** Begin Material shown **

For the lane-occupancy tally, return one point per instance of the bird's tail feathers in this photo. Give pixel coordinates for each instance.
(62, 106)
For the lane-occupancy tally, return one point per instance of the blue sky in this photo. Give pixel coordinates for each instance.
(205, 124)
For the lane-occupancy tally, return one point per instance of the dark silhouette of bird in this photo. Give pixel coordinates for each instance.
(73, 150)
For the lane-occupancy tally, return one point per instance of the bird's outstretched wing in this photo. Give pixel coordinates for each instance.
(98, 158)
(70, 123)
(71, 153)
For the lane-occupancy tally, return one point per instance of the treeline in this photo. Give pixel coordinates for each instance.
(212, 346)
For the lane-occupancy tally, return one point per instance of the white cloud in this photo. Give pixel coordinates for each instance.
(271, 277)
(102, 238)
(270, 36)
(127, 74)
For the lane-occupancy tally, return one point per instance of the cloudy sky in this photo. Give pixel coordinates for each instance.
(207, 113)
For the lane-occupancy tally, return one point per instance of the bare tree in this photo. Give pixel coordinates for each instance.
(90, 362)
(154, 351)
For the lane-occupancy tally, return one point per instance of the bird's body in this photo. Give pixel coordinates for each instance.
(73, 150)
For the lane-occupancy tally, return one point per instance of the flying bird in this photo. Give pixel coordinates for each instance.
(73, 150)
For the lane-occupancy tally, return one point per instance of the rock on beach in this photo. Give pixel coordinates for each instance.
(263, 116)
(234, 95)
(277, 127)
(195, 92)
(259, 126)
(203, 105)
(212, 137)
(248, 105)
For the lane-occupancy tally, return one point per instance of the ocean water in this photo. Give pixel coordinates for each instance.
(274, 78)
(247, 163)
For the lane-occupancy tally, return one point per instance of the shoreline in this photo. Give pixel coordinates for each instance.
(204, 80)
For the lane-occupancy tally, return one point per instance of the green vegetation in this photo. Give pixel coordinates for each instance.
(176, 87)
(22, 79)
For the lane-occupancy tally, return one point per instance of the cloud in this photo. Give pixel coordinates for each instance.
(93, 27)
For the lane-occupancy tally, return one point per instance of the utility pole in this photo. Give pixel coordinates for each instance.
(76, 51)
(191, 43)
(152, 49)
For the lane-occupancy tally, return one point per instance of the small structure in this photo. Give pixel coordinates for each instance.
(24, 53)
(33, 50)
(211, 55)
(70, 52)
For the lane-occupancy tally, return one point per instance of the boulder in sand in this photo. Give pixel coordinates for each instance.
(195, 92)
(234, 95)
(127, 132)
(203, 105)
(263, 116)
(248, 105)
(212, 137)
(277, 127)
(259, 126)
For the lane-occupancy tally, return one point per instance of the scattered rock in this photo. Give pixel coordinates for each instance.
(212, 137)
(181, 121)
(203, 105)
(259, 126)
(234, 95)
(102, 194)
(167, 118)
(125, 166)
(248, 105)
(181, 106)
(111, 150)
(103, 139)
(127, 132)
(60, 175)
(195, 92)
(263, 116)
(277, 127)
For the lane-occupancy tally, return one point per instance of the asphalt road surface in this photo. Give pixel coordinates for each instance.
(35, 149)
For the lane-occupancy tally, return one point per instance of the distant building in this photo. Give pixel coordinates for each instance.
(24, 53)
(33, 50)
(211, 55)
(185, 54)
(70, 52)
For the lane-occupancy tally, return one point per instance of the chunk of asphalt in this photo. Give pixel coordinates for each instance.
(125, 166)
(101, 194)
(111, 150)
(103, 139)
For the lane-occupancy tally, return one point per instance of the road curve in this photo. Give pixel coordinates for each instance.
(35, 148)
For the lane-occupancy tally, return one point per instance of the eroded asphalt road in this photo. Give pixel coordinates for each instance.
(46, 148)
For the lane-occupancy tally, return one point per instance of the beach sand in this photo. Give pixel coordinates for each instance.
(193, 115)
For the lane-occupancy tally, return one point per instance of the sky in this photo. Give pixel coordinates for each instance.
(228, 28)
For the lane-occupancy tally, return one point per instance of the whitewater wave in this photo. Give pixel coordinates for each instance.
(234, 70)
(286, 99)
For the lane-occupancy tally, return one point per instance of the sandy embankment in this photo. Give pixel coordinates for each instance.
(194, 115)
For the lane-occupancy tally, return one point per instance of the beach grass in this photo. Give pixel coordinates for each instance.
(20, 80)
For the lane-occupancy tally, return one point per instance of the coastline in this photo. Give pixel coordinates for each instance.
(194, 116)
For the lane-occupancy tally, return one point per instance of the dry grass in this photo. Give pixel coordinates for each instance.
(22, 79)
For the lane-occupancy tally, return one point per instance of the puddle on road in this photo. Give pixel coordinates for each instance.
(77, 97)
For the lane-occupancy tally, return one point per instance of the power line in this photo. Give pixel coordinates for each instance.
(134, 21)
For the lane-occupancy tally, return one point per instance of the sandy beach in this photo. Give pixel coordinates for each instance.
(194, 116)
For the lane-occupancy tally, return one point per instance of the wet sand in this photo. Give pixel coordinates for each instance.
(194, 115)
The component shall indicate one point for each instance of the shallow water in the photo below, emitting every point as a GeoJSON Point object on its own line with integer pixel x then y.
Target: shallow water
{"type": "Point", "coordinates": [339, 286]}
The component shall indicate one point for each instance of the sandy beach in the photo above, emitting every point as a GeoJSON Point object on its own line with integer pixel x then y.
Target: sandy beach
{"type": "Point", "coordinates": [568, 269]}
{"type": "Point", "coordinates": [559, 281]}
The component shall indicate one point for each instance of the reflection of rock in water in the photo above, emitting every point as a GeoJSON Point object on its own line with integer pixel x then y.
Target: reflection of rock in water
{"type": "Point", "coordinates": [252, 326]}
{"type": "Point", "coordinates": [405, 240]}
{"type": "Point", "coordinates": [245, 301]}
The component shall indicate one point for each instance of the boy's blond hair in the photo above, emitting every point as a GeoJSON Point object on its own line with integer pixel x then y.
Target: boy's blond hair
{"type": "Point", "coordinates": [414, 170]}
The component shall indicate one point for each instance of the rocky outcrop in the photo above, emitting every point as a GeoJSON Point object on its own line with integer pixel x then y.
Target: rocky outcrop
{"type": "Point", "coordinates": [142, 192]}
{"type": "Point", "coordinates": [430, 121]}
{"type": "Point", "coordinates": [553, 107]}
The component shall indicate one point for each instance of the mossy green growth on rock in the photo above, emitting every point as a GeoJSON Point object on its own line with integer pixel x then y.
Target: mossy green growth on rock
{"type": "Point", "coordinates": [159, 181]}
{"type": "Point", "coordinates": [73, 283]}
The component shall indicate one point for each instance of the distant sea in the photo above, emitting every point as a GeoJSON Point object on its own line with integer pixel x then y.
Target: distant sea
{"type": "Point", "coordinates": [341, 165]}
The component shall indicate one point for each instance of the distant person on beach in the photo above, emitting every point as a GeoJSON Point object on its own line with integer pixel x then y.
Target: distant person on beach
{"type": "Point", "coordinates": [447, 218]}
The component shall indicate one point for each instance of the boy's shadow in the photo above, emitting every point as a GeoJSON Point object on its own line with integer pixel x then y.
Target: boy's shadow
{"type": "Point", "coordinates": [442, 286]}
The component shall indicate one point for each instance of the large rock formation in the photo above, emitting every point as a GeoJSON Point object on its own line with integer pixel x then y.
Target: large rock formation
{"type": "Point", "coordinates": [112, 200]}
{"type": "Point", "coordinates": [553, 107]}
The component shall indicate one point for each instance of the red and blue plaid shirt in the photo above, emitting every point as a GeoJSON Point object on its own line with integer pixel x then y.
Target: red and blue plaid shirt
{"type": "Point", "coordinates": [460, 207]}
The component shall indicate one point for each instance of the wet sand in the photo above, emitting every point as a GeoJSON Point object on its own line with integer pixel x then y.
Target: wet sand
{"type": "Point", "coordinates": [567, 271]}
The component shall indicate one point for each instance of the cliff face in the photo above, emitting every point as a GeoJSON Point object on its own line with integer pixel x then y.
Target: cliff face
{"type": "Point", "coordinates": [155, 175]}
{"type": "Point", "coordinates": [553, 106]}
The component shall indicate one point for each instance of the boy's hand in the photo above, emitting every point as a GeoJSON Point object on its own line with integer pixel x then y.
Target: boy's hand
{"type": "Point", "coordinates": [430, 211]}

** End Material shown **

**Objective**
Write out, word for word, every line from the one containing "sand in the" through the last line of the records above.

**Response to the task**
The component shall indicate one point for each instance of the wet sand in the photo above, emitting every point as a GeoJSON Point object on its own line with integer pixel x then y.
Target: wet sand
{"type": "Point", "coordinates": [567, 271]}
The component shall indicate one point for each instance of the cliff face in the photo above, emitting every point as a GeoJSON Point object on its own line with integer pixel x then y.
Target: cliff face
{"type": "Point", "coordinates": [155, 175]}
{"type": "Point", "coordinates": [553, 106]}
The component shall indicate one point for each instance of the boy's hand in the photo above, emitting every point as a GeoJSON Point object on its own line with integer pixel x then y.
Target: boy's hand
{"type": "Point", "coordinates": [430, 211]}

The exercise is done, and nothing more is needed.